= OBJECTIVE =
Reproduce the whole listing below word for word, leaving out the picture.

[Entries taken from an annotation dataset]
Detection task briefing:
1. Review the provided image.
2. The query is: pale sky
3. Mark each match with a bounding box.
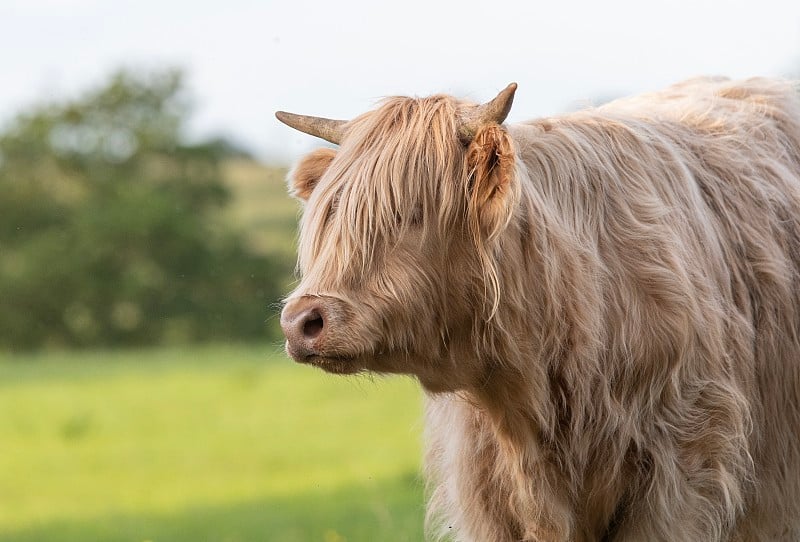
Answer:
[0,0,800,161]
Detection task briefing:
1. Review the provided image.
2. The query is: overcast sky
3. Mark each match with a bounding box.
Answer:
[0,0,800,164]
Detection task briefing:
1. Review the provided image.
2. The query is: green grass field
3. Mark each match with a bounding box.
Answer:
[0,346,423,542]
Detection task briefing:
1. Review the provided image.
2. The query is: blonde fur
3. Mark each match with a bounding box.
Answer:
[282,79,800,542]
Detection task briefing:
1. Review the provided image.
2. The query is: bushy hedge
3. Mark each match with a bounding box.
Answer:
[0,72,285,349]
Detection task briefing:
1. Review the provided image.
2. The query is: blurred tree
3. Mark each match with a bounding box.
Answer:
[0,71,283,348]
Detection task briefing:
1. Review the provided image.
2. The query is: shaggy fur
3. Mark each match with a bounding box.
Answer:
[280,79,800,542]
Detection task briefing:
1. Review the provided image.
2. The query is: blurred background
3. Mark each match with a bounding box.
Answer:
[0,0,800,542]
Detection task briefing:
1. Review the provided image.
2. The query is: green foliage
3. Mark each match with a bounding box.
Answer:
[0,72,288,348]
[0,346,424,542]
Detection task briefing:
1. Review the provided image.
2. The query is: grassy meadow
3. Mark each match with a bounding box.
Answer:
[0,346,423,542]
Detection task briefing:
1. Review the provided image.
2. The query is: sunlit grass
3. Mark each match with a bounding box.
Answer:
[0,346,423,542]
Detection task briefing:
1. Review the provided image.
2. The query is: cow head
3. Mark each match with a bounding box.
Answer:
[277,84,519,390]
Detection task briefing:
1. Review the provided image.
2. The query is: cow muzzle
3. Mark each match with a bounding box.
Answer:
[281,296,354,364]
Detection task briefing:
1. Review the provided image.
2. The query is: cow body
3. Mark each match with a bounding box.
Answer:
[283,79,800,542]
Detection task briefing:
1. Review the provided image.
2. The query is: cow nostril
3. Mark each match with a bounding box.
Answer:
[303,310,325,339]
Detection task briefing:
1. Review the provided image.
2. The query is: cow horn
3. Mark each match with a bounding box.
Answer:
[275,111,346,145]
[458,83,517,142]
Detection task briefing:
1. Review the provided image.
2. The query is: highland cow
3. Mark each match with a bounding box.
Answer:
[278,79,800,542]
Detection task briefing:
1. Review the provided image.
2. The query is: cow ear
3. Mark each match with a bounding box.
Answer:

= THE ANSWER =
Detection task briefing:
1. Review the provided image.
2. The query is: pale sky
3. Mark each match with a bounding box.
Answer:
[0,0,800,161]
Detection task briefing:
1. Review the provided image.
2. The query is: overcast sky
3. Mark each match with a bounding box.
Answer:
[0,0,800,164]
Detection task briefing:
1. Review the provided image.
2. The query is: green grass field
3. Mark each match with a bounding box.
Answer:
[0,346,423,542]
Detection task briefing:
1. Review the provided image.
2. The query is: blonde fur
3. Mark each match with a bounding box.
Answer:
[282,79,800,542]
Detection task briefing:
1. Review the provided image.
2. The query is: bushy hedge
3. Mark each match with a bounding box.
Answer:
[0,72,285,349]
Detection task briefing:
1. Review the provided image.
2. The query is: blurred tree
3. Mark each match with a bounding box.
Answer:
[0,71,283,348]
Detection task briefing:
1. Review the provided image.
2. The query is: shaggy fur
3. Mark each match with a bounding box.
Answer:
[280,79,800,542]
Detection task briefing:
1. Review the provided image.
2. The query is: blurred background
3. Mark each match with a bounding box.
Answer:
[0,0,800,542]
Detection task briefing:
1. Review the provided image.
2. The query is: green foliage
3. Mark each match with a bounding box.
Answer:
[0,72,288,348]
[0,346,424,542]
Detection task briefing:
1. Review the provided image.
2. The query is: grassy meadow
3. Mark each match with a bounding box.
Answer:
[0,346,423,542]
Detection task briefing:
1. Review the provided image.
2. The query is: sunlit grass
3. Mark each match with a bounding box.
Answer:
[0,346,423,542]
Detection task briefing:
1. Review the provided image.
2. The query is: cow head
3. Mark each match with a bounding box.
Answer:
[277,84,519,390]
Detection task briefing:
1. Review the provided image.
2. The query is: cow muzzle
3. Mark each match with a bounding box.
Answer:
[281,296,354,364]
Detection task briefing:
1. Review the provided image.
2. The query is: cow body
3. Mark each match with a bounding box.
Answer:
[283,79,800,542]
Detection task briefing:
1. Review the provided image.
2. The query is: cow nostril
3. Mark each match with a bounding box.
Answer:
[303,310,325,339]
Detection task briefing:
1. Review the provided image.
2. The query is: cow horn
3. Mark each match with a bounding box.
Answer:
[275,111,346,145]
[458,83,517,142]
Detection task briefing:
1. Review the provided image.
2. The query is: highland cow
3. Mark each match with a bounding box.
Answer:
[278,79,800,542]
Detection task briefing:
1. Review the provided image.
2. The query is: cow ear
3. Mark each match with a bounding box.
Answer:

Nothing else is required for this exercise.